Datos proporcionados:

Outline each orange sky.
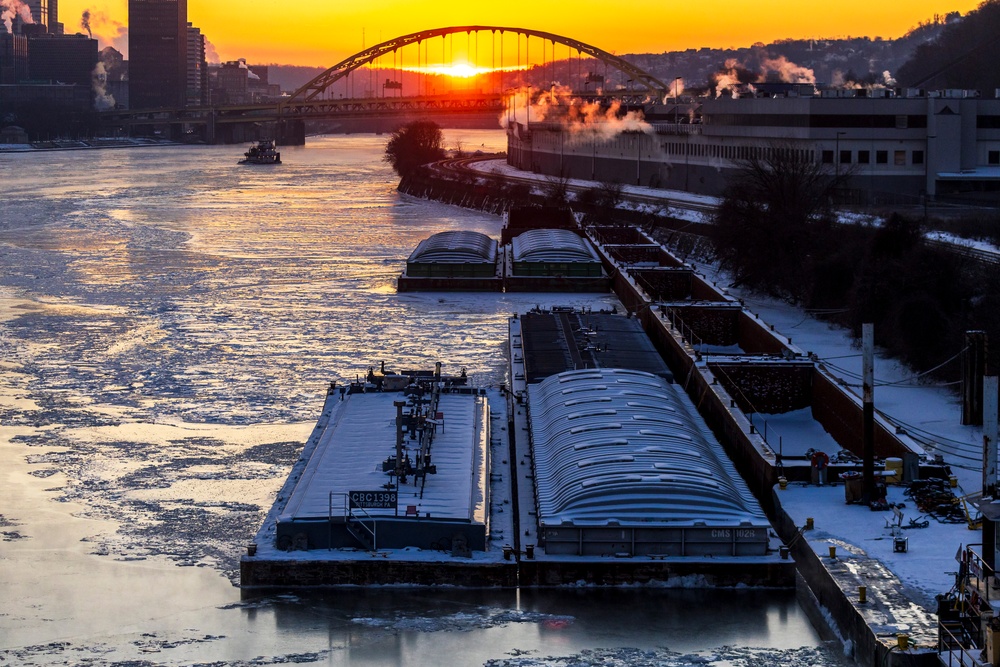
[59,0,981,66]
---
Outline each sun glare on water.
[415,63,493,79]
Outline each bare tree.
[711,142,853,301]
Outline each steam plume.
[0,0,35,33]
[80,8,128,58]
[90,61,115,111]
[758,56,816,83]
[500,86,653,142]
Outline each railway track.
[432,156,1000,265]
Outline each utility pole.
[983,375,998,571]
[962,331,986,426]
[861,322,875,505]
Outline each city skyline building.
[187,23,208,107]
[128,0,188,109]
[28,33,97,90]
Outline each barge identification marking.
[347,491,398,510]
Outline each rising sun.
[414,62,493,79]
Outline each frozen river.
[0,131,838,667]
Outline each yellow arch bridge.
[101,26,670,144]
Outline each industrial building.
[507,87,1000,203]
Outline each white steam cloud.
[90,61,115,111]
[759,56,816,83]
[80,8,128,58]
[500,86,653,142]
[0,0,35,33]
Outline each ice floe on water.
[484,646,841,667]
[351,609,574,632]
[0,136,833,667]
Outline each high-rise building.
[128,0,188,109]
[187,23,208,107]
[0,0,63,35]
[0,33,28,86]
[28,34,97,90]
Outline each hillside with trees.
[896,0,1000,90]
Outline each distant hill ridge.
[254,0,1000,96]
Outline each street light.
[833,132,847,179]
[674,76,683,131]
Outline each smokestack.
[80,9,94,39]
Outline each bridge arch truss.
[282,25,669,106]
==
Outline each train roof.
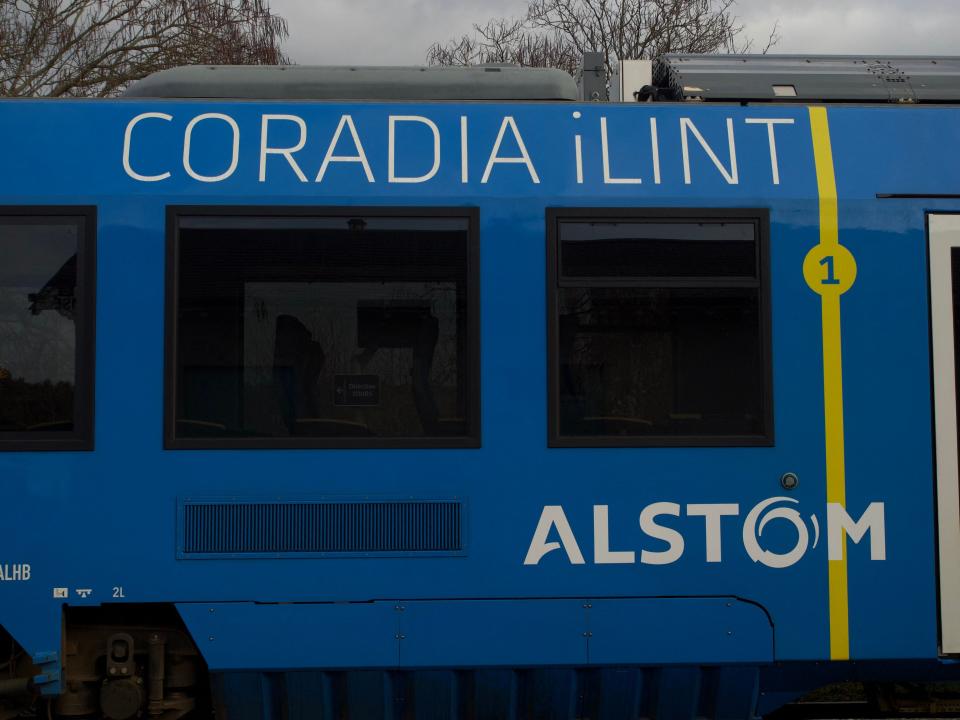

Enunciado de tarea: Reproduce tal cual el tramo de los datos de arriba que va desde la línea que contiene "Outline each city skyline building." hasta la que contiene "[0,136,833,667]", incluidas ambas.

Tarea resuelta:
Outline each city skyline building.
[187,23,208,107]
[128,0,188,109]
[28,33,97,90]
Outline each barge identification marking.
[347,491,398,510]
Outline each rising sun.
[414,62,493,79]
Outline each frozen river.
[0,131,838,667]
Outline each yellow arch bridge.
[101,26,670,144]
Outline each industrial building.
[507,87,1000,203]
Outline each white steam cloud.
[90,61,115,111]
[759,56,816,83]
[80,8,128,58]
[500,86,653,142]
[0,0,35,33]
Outline each ice floe on water.
[484,646,841,667]
[351,609,574,632]
[0,136,833,667]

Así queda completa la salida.